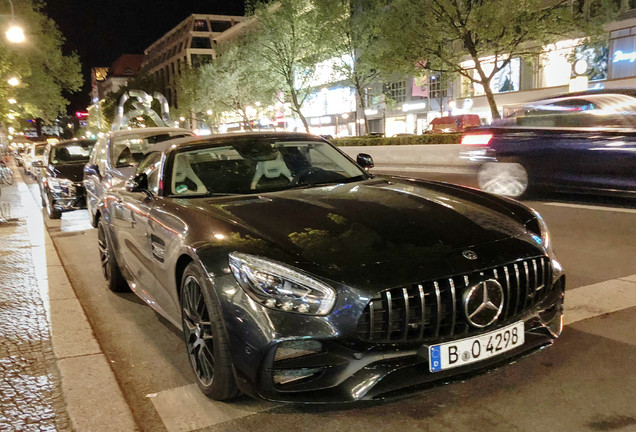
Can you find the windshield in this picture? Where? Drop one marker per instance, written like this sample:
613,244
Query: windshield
256,165
39,149
77,152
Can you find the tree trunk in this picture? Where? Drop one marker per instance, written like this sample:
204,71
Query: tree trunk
362,103
296,108
490,97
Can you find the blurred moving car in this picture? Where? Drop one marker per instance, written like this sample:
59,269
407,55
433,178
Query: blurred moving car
581,142
454,124
295,275
60,176
35,152
115,158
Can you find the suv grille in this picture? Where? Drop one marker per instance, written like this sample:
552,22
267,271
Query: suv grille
434,309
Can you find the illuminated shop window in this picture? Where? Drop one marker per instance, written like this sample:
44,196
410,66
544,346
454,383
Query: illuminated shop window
201,25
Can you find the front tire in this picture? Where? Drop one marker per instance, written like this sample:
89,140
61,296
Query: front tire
503,178
204,336
114,279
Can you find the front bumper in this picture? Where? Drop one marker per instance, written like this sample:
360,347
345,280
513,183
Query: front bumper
68,198
294,358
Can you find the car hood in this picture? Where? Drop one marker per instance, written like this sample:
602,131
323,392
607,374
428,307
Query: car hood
365,223
73,172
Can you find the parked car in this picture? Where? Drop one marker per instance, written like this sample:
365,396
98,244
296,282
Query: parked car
115,158
60,174
582,142
35,152
297,276
454,124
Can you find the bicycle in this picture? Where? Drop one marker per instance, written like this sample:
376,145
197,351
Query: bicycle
6,175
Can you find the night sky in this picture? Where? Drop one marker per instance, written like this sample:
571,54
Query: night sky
101,30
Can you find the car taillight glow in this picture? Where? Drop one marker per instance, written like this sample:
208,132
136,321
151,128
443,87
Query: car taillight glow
476,139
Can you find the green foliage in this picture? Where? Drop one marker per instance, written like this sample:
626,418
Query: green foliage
45,73
287,42
403,140
233,84
440,35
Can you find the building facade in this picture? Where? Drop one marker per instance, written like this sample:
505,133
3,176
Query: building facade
190,44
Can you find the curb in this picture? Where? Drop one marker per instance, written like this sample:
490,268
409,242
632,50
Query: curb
94,400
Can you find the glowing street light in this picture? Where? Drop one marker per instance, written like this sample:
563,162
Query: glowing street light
15,34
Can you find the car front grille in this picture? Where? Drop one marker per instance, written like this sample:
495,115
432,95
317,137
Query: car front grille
434,309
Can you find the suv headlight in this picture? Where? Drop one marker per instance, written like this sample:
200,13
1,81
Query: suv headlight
280,287
538,226
60,185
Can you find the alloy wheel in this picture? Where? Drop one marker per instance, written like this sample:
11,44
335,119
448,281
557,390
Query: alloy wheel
197,329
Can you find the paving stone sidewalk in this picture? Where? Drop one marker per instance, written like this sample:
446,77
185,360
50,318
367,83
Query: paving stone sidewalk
31,396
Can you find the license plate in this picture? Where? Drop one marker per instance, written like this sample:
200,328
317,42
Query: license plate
470,350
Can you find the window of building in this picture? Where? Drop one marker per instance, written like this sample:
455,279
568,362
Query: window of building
437,86
220,26
201,25
200,42
396,91
200,59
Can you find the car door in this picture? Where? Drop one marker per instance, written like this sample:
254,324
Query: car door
131,221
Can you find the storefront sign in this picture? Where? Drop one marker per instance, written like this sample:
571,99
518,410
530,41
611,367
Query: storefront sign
620,56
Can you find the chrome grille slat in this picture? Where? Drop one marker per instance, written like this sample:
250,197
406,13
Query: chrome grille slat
407,316
454,302
420,290
438,299
516,267
389,303
430,309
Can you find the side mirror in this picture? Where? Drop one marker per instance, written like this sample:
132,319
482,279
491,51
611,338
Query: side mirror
91,169
365,160
137,183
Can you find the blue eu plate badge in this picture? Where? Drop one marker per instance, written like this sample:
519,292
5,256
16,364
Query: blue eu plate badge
435,358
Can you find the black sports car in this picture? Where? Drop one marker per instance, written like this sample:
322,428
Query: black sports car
60,175
295,275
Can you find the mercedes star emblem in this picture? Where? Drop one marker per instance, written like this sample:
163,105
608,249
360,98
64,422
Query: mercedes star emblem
483,303
468,254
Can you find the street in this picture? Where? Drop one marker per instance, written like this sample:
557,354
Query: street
585,381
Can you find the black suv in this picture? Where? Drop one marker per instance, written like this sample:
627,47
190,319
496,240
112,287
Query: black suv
60,176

INSTRUCTIONS TO FOLLOW:
Put every line of the records above into a JSON list of strings, one string per line, skipping blank lines. Leave the pictures out.

EXERCISE OUTPUT:
[
  "Can you find the windshield in this picture? Where? Drop one marker per instance, written like this sample:",
  "613,244",
  "Query: windshield",
  "256,165",
  "39,149",
  "77,152",
  "Can you find the tree trunk in this picture? Where? Drop one marker per instance, written like this sample:",
  "204,71",
  "Query: tree trunk",
  "362,103",
  "296,108",
  "490,97",
  "Can you find the blurred moving car in this picture? Where? Drop one marker per instance, written like this sample:",
  "59,269",
  "407,55",
  "433,178",
  "Query: blurred moving car",
  "581,142",
  "454,124",
  "295,275",
  "60,176",
  "35,152",
  "115,158",
  "Can you find the suv grille in this picture? Where? Drop one marker per instance, written like this sample:",
  "552,22",
  "267,271",
  "Query: suv grille",
  "434,309",
  "Can you find the illuminated shop window in this picture? Where? Drop one marker per instance, written like this sample:",
  "44,196",
  "410,66",
  "544,346",
  "454,383",
  "Query: illuminated shop window",
  "201,25",
  "Can you find the front tire in this picture? Where? Drop one marker per instance, written like this sample:",
  "89,140",
  "61,296",
  "Query: front tire",
  "503,178",
  "204,336",
  "114,279",
  "Can you find the front bumper in this picture? Where? Drop one marker per instance, written like this sample:",
  "360,347",
  "345,280",
  "513,183",
  "Query: front bumper",
  "68,198",
  "294,358",
  "Can you find the car hood in this picture? Where? Drop one marker per instance, written like this sample:",
  "602,131",
  "323,392",
  "607,374",
  "428,307",
  "Query: car hood",
  "365,223",
  "73,172",
  "Can you find the parked car in this picture? Where? Drop one marker per instance, written like this sample:",
  "365,396",
  "98,244",
  "296,282",
  "Query: parked car",
  "115,158",
  "60,174",
  "582,142",
  "35,152",
  "297,276",
  "454,124",
  "Can you find the bicycle in this picture? Where? Drop one marker per instance, written like this sample:",
  "376,145",
  "197,351",
  "Query: bicycle",
  "6,175",
  "Can you find the night sky in this picture? Where? Drop one marker per instance, written like this sample:",
  "571,54",
  "Query: night sky",
  "101,30",
  "Can you find the car taillight glow in this picture? Where? Drop one marker per instance, written like this sample:",
  "208,132",
  "136,321",
  "151,128",
  "443,87",
  "Query: car taillight glow",
  "476,139",
  "Can you find the green foliage in this picture? Where? Drop one marker per instance, written like this sample:",
  "626,418",
  "Query: green foliage",
  "45,73",
  "287,42",
  "403,140",
  "233,84",
  "440,35",
  "Can you find the building facade in this picture? Where? Drop one marker per instance, written like this sample:",
  "505,133",
  "3,176",
  "Query: building facade",
  "190,44",
  "Can you find the curb in this picture? Where? Drop one marker per instance, written like this sample:",
  "490,268",
  "409,242",
  "632,50",
  "Query: curb",
  "94,400",
  "Can you find the glowing street light in this picture? Where? Drop one marker per instance, written like this sample:",
  "563,162",
  "Query: glowing street light",
  "15,34",
  "Can you find the car front grille in this picture? Where? Drop one marker per instance, written like this sample:",
  "495,115",
  "432,95",
  "317,137",
  "Query: car front grille",
  "434,309",
  "Can you find the suv headlight in this picture? Where? Drop one marker per instance, written like this sample:",
  "200,13",
  "1,81",
  "Query: suv headlight",
  "280,287",
  "538,226",
  "60,185",
  "Can you find the alloy wheel in this picture? Where? Drop one marker per instance, written like this sample:",
  "11,44",
  "335,119",
  "448,281",
  "557,390",
  "Query: alloy wheel",
  "197,329",
  "Can you find the paving stone sidewalk in this picture? Where? Drop one marker per instance, written like this sample:",
  "446,77",
  "185,360",
  "50,318",
  "367,83",
  "Query: paving stone sidewalk",
  "31,396",
  "Can you find the license plate in this picture? Where? Drop one marker per instance, written like this sample:",
  "200,328",
  "317,42",
  "Query: license plate",
  "470,350",
  "Can you find the window of building in this picture? Where? Drop one marker per instance, written like this sample:",
  "455,279",
  "568,362",
  "Query: window of building",
  "437,86",
  "220,26",
  "201,25",
  "200,42",
  "396,91",
  "200,59",
  "Can you find the car door in this picture? Where? Drop one marker per instance, written like this sample:",
  "254,324",
  "Query: car door",
  "131,221",
  "Can you find the storefront sign in this picture? Where? Drop one marker per instance, written like this sample:",
  "571,99",
  "518,410",
  "530,41",
  "611,367",
  "Query: storefront sign",
  "620,56",
  "Can you find the chrome grille slat in this picture? Where? Drop one marker per instance, written like this sample:",
  "250,197",
  "406,13",
  "Query: chrome grille slat",
  "407,316",
  "454,302",
  "420,290",
  "438,299",
  "516,267",
  "389,303",
  "430,309",
  "Can you find the side mirror in this picture? Where? Drop one marker per instance, written like this sample:",
  "132,319",
  "482,279",
  "491,51",
  "611,338",
  "Query: side mirror",
  "91,169",
  "365,160",
  "137,183",
  "Can you find the blue eu plate badge in this picture? Where? Drop one marker per instance, written like this sample:",
  "519,292",
  "5,256",
  "16,364",
  "Query: blue eu plate badge",
  "435,358",
  "Can you find the black sports car in this picture? Where? Drop one marker per instance, written like this sample:",
  "322,428",
  "Query: black sports car",
  "60,175",
  "295,275",
  "Can you find the mercedes star emblem in this picture? Where? Drop one marker per instance, written like this sample:",
  "163,105",
  "608,249",
  "360,98",
  "64,422",
  "Query: mercedes star emblem",
  "483,303",
  "468,254",
  "Can you find the street in this picture? Where? Drop one marker per instance, written like this sample:",
  "557,354",
  "Query: street",
  "585,381",
  "Can you find the black suv in this picture? Where? Drop one marker per instance, written like this sample:",
  "627,47",
  "190,319",
  "496,240",
  "112,287",
  "Query: black suv",
  "60,176"
]